══ Data shown ══

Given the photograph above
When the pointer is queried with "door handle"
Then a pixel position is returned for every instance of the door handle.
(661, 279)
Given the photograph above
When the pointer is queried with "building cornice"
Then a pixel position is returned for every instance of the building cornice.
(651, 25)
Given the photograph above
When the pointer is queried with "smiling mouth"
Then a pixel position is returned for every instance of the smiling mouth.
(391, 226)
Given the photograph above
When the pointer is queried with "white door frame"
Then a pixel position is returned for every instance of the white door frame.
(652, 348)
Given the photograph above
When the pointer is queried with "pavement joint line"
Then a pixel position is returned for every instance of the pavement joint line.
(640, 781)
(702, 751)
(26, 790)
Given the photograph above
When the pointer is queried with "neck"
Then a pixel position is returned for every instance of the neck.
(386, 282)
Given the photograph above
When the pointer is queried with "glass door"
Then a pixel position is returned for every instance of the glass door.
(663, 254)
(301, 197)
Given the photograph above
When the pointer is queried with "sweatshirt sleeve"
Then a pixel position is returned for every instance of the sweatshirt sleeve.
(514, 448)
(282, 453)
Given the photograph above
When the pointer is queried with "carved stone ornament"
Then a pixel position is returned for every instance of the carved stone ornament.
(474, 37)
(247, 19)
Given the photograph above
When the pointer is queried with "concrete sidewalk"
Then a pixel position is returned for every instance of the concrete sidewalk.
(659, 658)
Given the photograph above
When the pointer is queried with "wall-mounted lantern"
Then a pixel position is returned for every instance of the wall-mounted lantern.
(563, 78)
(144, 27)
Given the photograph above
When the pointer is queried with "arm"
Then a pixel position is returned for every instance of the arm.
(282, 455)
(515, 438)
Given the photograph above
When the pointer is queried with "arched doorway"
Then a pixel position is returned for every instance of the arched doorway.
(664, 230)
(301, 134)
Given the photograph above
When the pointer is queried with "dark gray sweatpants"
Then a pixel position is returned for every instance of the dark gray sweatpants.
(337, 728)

═══

— Required work —
Would you copy out all of the entries exactly?

— Solution to the problem —
Given the photograph above
When the pointer is queried with "door handle"
Then a pixel position is returned for every instance of the door handle.
(661, 279)
Given the photograph above
When the pointer is queried with "building cornice"
Then a pixel position is returned for every instance of the building cornice.
(651, 25)
Given the photograph above
When the pointer is queried with "smiling mouth"
Then a pixel position is returned for every instance of the smiling mouth.
(391, 226)
Given the photograph above
When the pointer is queried with "white door frame"
Then a pixel position is returned for every instance of the white door frame.
(652, 348)
Given the photograph above
When the pointer is queried with "pavement joint line"
Then a pixel position is returned for every instance of the pavement joint line.
(640, 781)
(702, 751)
(26, 790)
Given the photograph above
When the pointer is queried with "neck"
Then a pixel position is returned for every instance of the neck.
(386, 282)
Given the photograph above
When the pointer is queried with "glass door"
Then a pixel position is returned for every instance of the glass door.
(663, 254)
(301, 197)
Given the photograph above
When the pointer is queried with "sweatshirt sleeve"
Then a pixel position is returned for every instance of the sweatshirt sleeve.
(514, 448)
(282, 453)
Given the photograph above
When the pointer is queried with "carved stone ornament"
Then a pixel position is returned for every instance of the carved stone ornament.
(474, 37)
(247, 19)
Given the photograph above
When the pointer is queried with "concrete sidewalk"
Then a pixel position is returned for every instance of the concrete sidewalk.
(659, 658)
Given the photograph above
When the pointer is queried with "wall-mounted lantern"
Then a pixel position is returned for every instance of the wall-mounted lantern.
(563, 78)
(144, 27)
Given the photograph above
When the pointer is queried with "arm"
Then a pixel position is returned for every instance of the arm.
(282, 455)
(515, 438)
Given the photograph above
When the pointer is queried with "arched doorway"
Then a pixel position is returned for every instance of the arched doorway.
(664, 230)
(301, 134)
Given the photograph above
When the pointer is queried with "dark gray sweatpants"
Then a pixel position is returned for every instance of the dark gray sweatpants.
(337, 728)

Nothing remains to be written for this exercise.